(Point placement records)
(begin)

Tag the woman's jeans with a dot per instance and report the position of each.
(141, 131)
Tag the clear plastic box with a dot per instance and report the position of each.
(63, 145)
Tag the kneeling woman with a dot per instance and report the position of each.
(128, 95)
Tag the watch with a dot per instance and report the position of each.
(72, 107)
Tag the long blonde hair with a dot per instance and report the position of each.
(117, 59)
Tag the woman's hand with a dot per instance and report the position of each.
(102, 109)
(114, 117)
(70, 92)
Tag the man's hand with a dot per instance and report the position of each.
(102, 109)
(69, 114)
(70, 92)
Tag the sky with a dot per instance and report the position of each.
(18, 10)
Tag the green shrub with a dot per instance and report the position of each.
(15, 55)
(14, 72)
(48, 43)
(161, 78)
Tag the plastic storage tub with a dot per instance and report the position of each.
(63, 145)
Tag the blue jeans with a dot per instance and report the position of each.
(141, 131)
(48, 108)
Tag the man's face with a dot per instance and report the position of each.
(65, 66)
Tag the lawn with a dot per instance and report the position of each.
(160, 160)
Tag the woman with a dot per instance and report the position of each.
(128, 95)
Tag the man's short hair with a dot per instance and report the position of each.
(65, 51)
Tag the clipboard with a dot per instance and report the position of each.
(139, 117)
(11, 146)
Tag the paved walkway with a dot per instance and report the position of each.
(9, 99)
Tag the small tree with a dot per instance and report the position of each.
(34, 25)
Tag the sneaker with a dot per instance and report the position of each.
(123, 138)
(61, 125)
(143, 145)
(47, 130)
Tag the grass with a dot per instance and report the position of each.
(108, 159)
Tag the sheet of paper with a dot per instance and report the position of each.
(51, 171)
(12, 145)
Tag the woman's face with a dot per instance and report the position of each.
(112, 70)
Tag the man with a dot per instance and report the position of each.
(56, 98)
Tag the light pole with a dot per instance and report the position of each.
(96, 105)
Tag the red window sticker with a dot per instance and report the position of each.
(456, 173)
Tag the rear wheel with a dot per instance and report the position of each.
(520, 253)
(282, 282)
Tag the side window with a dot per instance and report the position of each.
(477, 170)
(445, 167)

(end)

Output the lines from the one containing "Tag the grass" through the end of the material, with no changes.

Tag the grass with a dot per instance and report the position of each.
(108, 159)
Tag the sheet of paper with a dot per instance and report the position of each.
(51, 171)
(12, 145)
Tag the woman's face with a dot per instance and report the position of each.
(112, 70)
Tag the man with a dot per instance and report the position of each.
(56, 98)
Tag the light pole with a dot per instance and report the position of each.
(96, 105)
Tag the red window sticker with a dot per instance and report the position of each.
(456, 173)
Tag the rear wheel with a dot per instance and report the position of each.
(520, 253)
(282, 282)
Tag the side window with a dot per instance and report the position of each.
(477, 170)
(445, 167)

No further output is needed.